* SOURCE TEXT
/---
2. If the app is not CPU-bound, the strategy checks whether the considered metrics are _above_ the MEMORY-bound thresholds. The sign of this comparison is given by the fact that we expect a MEMORY-bound app to be using a considerable amount of memory bandwidth (thus having a big MEM_GBS) and not executing too many instructions (thus having a big CPI aswell).
3. If none of these conditions are met, the strategy labels the app as MIX.
The strength of this approach is its quickness and effectiveness, given that the classification is based upon the performance to be typically expected from the execution phases considered. However, this strategy is limited by its rigidness: the fact that (1) it works with a small amount of thresholds, and (2) in absolute values, leads to a mostly rigid (although not incorrect) classification of the applications' activity.
## Roofline model
The roofline model combines floating point performance and memory traffic to characterize the activity of an application based on the performance limitations of the hardware <A href="#roofline">[2]</A>. For EAR, it allows for identifying execution phase types in a simple and quick way in runtime via bottleneck analysis.
### Input
To use this strategy in EAR, we need the floating point performance and memory traffic peaks, which can be computed either theoretically or empirically. The EAR team offers its own tool, called [ear-roofline](https://gitlab.bsc.es/ear_team/ear-roofline), which allows for computing the theoretical peaks automatically, according to the architecture's specifications, and to do so, it makes use of the following equations:
![equations.png](/images/equations.png)
\---
* EXTRACTED DATA
/---
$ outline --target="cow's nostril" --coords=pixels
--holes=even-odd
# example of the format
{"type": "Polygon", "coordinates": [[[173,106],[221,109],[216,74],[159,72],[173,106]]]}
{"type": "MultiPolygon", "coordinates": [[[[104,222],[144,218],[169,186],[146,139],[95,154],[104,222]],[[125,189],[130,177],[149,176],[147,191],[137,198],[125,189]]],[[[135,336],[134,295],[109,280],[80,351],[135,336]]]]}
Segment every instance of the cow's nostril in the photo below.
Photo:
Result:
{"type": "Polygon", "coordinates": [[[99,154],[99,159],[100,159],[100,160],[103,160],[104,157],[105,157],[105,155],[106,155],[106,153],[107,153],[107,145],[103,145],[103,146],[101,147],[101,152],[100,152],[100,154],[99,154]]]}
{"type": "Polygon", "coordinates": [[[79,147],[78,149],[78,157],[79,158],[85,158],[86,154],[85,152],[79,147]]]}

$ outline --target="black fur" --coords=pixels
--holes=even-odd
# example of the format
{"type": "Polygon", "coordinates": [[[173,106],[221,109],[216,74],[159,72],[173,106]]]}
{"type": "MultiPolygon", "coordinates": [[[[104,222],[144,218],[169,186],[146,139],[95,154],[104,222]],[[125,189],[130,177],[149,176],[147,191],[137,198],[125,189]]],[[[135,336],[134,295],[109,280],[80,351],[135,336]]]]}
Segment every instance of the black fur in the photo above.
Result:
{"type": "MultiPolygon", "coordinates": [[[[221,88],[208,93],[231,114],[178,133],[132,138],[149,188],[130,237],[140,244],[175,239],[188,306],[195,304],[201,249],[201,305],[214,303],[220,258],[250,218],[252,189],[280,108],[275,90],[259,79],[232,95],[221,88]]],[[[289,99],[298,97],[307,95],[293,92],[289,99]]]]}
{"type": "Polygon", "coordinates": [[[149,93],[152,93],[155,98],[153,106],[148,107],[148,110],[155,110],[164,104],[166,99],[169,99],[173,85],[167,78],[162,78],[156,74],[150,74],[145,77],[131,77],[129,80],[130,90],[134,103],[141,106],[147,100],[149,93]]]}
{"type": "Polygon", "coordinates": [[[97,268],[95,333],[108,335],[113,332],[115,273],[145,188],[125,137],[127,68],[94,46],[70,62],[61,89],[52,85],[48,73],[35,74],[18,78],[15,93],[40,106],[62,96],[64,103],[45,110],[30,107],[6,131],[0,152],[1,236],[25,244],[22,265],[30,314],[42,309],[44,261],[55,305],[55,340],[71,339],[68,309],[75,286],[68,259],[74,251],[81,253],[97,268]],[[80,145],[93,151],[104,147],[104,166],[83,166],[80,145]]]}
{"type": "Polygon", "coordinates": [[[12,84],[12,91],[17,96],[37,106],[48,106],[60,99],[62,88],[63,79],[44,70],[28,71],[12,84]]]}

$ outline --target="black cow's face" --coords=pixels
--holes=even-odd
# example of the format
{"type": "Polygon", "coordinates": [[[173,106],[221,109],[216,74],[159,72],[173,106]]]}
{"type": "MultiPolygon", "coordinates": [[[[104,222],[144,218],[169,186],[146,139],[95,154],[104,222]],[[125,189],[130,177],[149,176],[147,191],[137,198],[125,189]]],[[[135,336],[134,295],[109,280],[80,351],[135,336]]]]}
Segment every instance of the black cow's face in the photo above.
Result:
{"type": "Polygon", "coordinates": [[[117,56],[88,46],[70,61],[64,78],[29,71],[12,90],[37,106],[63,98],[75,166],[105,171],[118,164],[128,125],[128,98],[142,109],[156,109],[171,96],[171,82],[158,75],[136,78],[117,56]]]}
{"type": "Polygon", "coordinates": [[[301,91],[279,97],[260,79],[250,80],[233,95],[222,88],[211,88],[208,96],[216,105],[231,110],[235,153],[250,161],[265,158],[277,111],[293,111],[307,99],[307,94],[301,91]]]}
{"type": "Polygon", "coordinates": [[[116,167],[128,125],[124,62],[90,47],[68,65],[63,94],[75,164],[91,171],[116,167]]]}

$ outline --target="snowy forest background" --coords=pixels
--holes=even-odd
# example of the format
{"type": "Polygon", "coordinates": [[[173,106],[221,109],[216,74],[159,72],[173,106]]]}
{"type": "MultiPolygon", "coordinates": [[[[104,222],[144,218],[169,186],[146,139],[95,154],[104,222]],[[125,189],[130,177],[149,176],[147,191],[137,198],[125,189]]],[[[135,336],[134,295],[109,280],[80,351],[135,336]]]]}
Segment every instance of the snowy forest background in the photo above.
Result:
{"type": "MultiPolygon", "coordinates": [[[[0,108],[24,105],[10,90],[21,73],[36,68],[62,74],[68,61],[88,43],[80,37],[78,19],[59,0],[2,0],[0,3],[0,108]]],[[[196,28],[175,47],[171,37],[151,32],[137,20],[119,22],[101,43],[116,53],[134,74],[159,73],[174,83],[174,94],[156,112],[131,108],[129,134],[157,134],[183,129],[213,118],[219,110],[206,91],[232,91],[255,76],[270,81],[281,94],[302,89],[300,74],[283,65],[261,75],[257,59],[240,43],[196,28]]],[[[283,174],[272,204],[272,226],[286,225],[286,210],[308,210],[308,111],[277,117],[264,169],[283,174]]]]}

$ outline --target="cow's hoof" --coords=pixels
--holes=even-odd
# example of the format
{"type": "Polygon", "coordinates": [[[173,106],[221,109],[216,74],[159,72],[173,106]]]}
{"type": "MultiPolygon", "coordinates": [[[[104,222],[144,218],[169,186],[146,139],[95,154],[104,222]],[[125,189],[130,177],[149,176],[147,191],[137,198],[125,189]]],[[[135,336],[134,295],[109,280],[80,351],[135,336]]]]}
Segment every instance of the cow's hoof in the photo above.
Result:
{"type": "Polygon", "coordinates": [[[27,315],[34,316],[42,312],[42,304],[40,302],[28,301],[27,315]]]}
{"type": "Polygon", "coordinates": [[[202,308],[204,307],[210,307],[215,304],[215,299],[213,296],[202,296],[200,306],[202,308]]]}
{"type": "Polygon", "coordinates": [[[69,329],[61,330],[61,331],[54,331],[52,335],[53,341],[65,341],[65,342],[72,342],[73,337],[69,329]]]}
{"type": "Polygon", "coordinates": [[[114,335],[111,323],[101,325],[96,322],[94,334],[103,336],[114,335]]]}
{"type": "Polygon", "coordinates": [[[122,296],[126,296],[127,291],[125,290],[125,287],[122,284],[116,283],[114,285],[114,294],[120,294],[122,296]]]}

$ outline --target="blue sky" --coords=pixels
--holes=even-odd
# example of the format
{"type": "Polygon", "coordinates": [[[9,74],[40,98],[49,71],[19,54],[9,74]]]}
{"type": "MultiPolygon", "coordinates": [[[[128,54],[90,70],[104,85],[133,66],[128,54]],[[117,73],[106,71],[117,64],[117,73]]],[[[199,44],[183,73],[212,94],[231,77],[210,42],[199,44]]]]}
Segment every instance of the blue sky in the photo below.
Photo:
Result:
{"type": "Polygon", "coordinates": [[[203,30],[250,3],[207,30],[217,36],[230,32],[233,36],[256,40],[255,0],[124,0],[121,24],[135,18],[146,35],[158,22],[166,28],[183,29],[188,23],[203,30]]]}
\---
* WHAT IS EXPECTED
Reproduce the passage on EAR's application classification strategies, between "2. If the app" and "app as MIX.", inclusive.

* RESULT FOR THIS EXERCISE
2. If the app is not CPU-bound, the strategy checks whether the considered metrics are _above_ the MEMORY-bound thresholds. The sign of this comparison is given by the fact that we expect a MEMORY-bound app to be using a considerable amount of memory bandwidth (thus having a big MEM_GBS) and not executing too many instructions (thus having a big CPI aswell).
3. If none of these conditions are met, the strategy labels the app as MIX.